### [Exercício curto a]
Reúna todas as linhas da listagem que contêm a palavra "black", levando em conta maiúsculas e minúsculas.

### [Trecho fornecido]
----

É impossível fazer um comentário a respeito desse livro sem passar pelas digressões filosóficas, pois elas tem muita profundidade. Broch está falando da dissolução dos valores morais e procura mostrar como o Ocidente vem sendo bombardeado por sistemas filosóficos anticristãos e antimoralistas, disfarçados de inovações do pensamento (esses trechos explicam que essas mudanças são muito mais profundas e anteriores ao século XIX e que seus personagens, exemplos do que essas mudanças criaram, tinham poucos meios de reconhecer o atoleiro em que estavam enfiados). Quando se está vivendo um momento difícil, como o de Broch, é fácil pensar em desastres e ser pessimista, mas não é fácil compreender como a situação chegou a tal ponto, fazer uma análise histórica e filosófica que dê conta de esclarecer o momento; essa é a diferença do próprio autor para seus personagens, pois eles não conseguem se separar desse sentimento dominante, do espírito da época e se tornam suas vítimas indefesas, mesmo acreditando dominar seu destino, como é o caso de Huguenau. Dentre os capítulos de análise filosófica, destaco o 44, onde Broch mostra que na Idade Média havia um valor absoluto que dominava toda a vida, toda a atividade humana e que isso foi contestado pelo Renascimento e pela própria Reforma Protestante, gerando um tipo de racionalidade que só foi encontrar predominância no século XX. É um longo processo de erosão dos valores, que já haviam sido solapados, mas que se mantinham de pé, porque mesmo que filosoficamente Deus não fosse mais o princípio da vida, as pessoas continuavam se movendo sob esses valores. Mas, aos poucos, a sociedade como um todo vai investindo em novos modos de pensar, cada campo desenvolve-se autonomamente, segundo sua lógica e valores. É por essa razão que, como o autor diz, temos os imperativos como “a arte pela arte”, “guerra é guerra”, “negócios são negócios”, etc, porque cada atividade humana paulatinamente foi liberta desse valor universal. Mesmo que, no fim, todas ainda obedeçam a uma lógica universal, que é a do radicalismo do progresso e da inovação, do resultado, da performance, etc, cada uma dessas atividades realiza essa lógica com seus meios muito particulares.

Sendo assim, a humanidade deixou de observar princípios universais, se concentrando exclusivamente na obtenção de resultados e acúmulo de riquezas. A ética e a moral simplesmente não tem sentido, são verdadeiros entraves ao resultado. Fica muito fácil compreender as razões — o que não significa concordar — pelas quais pessoas se dedicam a suas atividades sem se preocupar com as consequências de suas ações sobre as outras. O que vale é o resultado para si mesmo, como sua ação gera riqueza e resultados de progresso, nada mais. Huguenau é o estereótipo dessa objetividade que toma tudo, inclusive as pessoas, como meios de obtenção de resultados. Diante dele, mesmo Pasenow, ainda tão preso ao mundo passado, e Esch, perdido diante da vida e incapaz de escolher princípios claros (a religião que ele pratica é mística e incerta, sem valores, sem práticas, se limitando a um discurso solto e quase hipócrita, portanto) são personagens sem força, porque ainda limitados por algum tipo de valor, mesmo que descompassado e frágil.

----

### [Listagem fornecida]
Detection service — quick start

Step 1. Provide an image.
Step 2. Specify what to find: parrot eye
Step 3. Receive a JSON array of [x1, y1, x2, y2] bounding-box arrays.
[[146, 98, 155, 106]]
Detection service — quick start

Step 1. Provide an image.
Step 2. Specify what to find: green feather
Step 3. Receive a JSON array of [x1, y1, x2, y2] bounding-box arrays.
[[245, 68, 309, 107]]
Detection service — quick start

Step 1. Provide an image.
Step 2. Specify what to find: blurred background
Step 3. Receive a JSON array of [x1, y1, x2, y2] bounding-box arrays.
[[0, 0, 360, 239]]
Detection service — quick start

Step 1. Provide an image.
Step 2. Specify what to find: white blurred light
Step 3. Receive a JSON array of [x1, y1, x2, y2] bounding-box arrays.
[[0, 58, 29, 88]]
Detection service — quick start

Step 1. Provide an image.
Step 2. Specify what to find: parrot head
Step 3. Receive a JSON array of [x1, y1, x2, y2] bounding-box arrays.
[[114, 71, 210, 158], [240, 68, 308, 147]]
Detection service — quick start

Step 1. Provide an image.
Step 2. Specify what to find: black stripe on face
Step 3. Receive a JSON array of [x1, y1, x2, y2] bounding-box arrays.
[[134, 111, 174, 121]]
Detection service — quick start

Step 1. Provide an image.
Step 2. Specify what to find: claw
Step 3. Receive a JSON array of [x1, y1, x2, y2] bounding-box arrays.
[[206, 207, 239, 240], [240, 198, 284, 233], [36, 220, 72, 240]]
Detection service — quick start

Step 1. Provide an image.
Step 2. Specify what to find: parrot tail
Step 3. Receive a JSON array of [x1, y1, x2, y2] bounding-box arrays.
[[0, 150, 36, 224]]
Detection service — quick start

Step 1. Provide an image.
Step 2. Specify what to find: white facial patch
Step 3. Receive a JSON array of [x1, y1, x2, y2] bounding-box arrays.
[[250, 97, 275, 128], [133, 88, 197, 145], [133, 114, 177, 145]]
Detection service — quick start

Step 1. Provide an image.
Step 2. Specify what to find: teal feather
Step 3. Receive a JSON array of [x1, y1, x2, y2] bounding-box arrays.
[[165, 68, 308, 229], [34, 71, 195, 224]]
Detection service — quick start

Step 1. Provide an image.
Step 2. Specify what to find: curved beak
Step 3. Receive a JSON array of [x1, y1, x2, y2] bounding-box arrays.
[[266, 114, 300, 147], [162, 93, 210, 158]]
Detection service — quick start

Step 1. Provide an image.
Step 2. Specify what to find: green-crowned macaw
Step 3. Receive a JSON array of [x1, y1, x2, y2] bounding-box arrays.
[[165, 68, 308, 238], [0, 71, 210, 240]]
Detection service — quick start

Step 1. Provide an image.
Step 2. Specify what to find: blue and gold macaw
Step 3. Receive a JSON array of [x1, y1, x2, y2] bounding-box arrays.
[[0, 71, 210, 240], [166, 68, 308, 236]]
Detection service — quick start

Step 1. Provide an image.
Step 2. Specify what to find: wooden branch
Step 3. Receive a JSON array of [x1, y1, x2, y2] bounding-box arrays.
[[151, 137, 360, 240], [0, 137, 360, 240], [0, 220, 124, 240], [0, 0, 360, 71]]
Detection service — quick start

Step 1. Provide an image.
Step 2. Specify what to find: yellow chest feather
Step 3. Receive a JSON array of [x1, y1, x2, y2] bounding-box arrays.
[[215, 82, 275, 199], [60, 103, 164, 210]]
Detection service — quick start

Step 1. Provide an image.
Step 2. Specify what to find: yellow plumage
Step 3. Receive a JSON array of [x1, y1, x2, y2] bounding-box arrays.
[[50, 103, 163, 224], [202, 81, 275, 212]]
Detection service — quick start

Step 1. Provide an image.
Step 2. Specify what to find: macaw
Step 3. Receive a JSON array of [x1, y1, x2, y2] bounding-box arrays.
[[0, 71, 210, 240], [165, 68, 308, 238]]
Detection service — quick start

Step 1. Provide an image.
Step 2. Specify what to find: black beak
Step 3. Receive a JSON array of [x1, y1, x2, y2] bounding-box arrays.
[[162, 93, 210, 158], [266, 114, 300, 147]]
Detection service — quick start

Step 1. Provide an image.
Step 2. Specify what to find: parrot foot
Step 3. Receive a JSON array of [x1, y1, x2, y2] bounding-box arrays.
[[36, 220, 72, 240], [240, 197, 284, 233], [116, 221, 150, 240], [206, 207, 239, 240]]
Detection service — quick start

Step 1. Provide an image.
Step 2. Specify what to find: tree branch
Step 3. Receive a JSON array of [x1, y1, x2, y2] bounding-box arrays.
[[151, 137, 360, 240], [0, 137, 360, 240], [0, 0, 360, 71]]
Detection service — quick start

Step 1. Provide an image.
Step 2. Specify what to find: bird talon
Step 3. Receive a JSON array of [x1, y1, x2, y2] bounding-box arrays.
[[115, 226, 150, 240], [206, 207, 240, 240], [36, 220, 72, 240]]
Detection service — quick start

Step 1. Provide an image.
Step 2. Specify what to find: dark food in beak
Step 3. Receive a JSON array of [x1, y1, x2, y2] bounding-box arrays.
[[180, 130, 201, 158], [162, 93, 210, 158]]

----

### [Exercício curto b]
Responda às perguntas abaixo com base no trecho.
(i) Qual capítulo de análise filosófica é destacado no trecho?
(ii) Que personagem é apresentado como o estereótipo da objetividade que toma tudo, inclusive as pessoas, como meios de obtenção de resultados?
(iii) Como é descrita a religião que Esch pratica?

### [Solução escrita a]
Step 2. Specify what to find: black stripe on face
Step 2. Specify what to find: black beak

### [Solução escrita b]
(i) O capítulo 44.
(ii) Huguenau.
(iii) Como mística e incerta, sem valores e sem práticas, limitada a um discurso solto e quase hipócrita.